## START Text block

Sørensen–Dice Coefficient

The Sørensen–Dice coefficient also known as Sørensen–Dice index, Sørensen index, Dice's coefficient or Soerenson index, is a simple and elegant way to calculate a measure of the similarity of two strings. The values produces are bounded between zero and one. The algorithm works by comparing the number of identical character pairs between the two strings.



									Public Shared Function DiceMatch(string1 As String, string2 As String) As Double
	If String.IsNullOrEmpty(string1) OrElse String.IsNullOrEmpty(string2) Then
		Return 0
	End If

	If string1 = string2 Then
		Return 1
	End If

	Dim strlen1 As Integer = string1.Length
	Dim strlen2 As Integer = string2.Length

	If strlen1 < 2 OrElse strlen2 < 2 Then
		Return 0
	End If

	Dim length1 As Integer = strlen1 - 1
	Dim length2 As Integer = strlen2 - 1

	Dim matches As Double = 0
	Dim i As Integer = 0
	Dim j As Integer = 0

	While i < length1 AndAlso j < length2
		Dim a As String = string1.Substring(i, 2)

## END Text block
## START Records

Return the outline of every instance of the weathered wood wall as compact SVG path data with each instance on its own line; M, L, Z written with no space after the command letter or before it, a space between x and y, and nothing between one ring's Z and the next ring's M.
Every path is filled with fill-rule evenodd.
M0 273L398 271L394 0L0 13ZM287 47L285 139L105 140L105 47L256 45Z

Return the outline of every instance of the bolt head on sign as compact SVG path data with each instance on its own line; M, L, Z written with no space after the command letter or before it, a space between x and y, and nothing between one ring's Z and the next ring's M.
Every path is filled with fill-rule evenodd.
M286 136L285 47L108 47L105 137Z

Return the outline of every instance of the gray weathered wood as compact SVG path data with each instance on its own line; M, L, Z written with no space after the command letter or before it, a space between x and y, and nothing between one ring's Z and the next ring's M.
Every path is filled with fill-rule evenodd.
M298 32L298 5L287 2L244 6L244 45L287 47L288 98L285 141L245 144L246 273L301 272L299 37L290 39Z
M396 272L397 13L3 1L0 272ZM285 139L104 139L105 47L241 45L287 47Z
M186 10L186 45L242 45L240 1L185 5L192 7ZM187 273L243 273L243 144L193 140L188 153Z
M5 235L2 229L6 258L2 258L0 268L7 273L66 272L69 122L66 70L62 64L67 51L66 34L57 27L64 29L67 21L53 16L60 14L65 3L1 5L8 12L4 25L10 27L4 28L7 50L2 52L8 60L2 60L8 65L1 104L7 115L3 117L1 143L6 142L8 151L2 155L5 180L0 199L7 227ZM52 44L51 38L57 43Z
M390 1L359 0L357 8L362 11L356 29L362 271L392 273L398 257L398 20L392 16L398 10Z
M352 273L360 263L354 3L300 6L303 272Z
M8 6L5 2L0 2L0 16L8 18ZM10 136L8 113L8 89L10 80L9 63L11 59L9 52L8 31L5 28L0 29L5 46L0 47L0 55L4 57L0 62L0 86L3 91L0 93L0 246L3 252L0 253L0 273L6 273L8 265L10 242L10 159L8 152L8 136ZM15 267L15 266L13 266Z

## END Records

Given exercise 1:
Answer from the Sørensen–Dice coefficient text:
(a) Between which two values are the coefficient's results bounded?
(b) What value does DiceMatch return when either string is null or empty?
(c) What value does DiceMatch return when the two strings are equal?
Given exercise 2: Rewrite the Sørensen–Dice coefficient text starting at "The Sørensen–Dice coefficient" and ending at "the two strings.", switching "character pairs" to "bigrams".
Given exercise 3: Carry on the Sørensen–Dice coefficient text from the point where it stops.

Written response 1:
(a) Zero and one.
(b) 0.
(c) 1.

Written response 2:
The Sørensen–Dice coefficient also known as Sørensen–Dice index, Sørensen index, Dice's coefficient or Soerenson index, is a simple and elegant way to calculate a measure of the similarity of two strings. The values produces are bounded between zero and one. The algorithm works by comparing the number of identical bigrams between the two strings.

Written response 3:
		Dim b As String = string2.Substring(j, 2)
		Dim cmp As Integer = String.Compare(a, b)

		If cmp = 0 Then
			matches += 2
		End If

		i += 1
		j += 1
	End While

	Return matches / (length1 + length2)
End Function
								


Example

									Dim result As Double = DiceMatch("algorithms are fun", "logarithms are not")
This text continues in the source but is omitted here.